— START Source excerpt —

Inter de Querétaro Fútbol Club is a Mexican professional football team based in Querétaro City, Querétaro, Mexico that plays in Liga Premier de México.

History 
The team was founded in August 2020 with the name change of the Real Querétaro, team that competed in the Liga TDP and whose place was occupied by the new club, however, for administrative reasons the team officially played with the name of the previous club.

On January 23, 2021, Azores de Hidalgo announced its withdrawal from the Liga Premier de México due to institutional problems, in addition, the Azores board of directors returned the license to Real Zamora owners, who agreed to start a new project with Inter de Querétaro, so the Querétaro team used the place in the league, however, officially the team was called Azores de Hidalgo for the rest of the season. Inter made their Liga Premier debut on January 30, 2021, losing 4–1 to Pioneros de Cancún.

At the end of January 2021 it was announced that the team got a second team in the Liga TDP after signing an agreement with the Club Fundadores, the new squad was called Inter Fundadores. On July 30, 2021, Inter de Querétaro obtained its own official registration in the Liga Premier and Liga TDP.

— END Source excerpt —
— START Data shown —

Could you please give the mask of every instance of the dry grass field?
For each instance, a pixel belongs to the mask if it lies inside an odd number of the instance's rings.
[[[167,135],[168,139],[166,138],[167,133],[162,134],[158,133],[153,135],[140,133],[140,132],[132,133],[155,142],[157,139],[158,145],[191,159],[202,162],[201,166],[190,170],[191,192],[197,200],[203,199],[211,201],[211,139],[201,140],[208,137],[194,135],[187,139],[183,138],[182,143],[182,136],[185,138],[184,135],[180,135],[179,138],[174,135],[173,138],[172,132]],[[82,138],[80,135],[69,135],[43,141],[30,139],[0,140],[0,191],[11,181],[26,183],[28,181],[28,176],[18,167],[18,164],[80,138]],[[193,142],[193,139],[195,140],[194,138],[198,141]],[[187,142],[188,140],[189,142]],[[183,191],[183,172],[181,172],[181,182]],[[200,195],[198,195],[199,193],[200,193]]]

— END Data shown —

◆ Given instruction 1: According to the Inter de Querétaro text, on what date did Inter make its Liga Premier debut?
◆ Given instruction 2: Turn the paragraph of the Inter de Querétaro text that begins "On January 23, 2021" into a short bulleted list that keeps its main facts.
◆ Given instruction 3: Print the portion of the Inter de Querétaro text that begins with the words containing "On January 23, 2021, Azores" and ends with "Pioneros de Cancún.".
The listing is separate from the Inter de Querétaro text and unrelated to it.

◆ Problem solution 1: January 30, 2021.

◆ Problem solution 2:
- January 23, 2021: Azores de Hidalgo withdrew from the Liga Premier de México because of institutional problems.
- The Azores board returned the license to the owners of Real Zamora, who agreed to start a new project with Inter de Querétaro.
- The Querétaro team took over the league place but officially played as Azores de Hidalgo for the rest of the season.
- January 30, 2021: Inter debuted in the Liga Premier with a 4–1 loss to Pioneros de Cancún.

◆ Problem solution 3:
On January 23, 2021, Azores de Hidalgo announced its withdrawal from the Liga Premier de México due to institutional problems, in addition, the Azores board of directors returned the license to Real Zamora owners, who agreed to start a new project with Inter de Querétaro, so the Querétaro team used the place in the league, however, officially the team was called Azores de Hidalgo for the rest of the season. Inter made their Liga Premier debut on January 30, 2021, losing 4–1 to Pioneros de Cancún.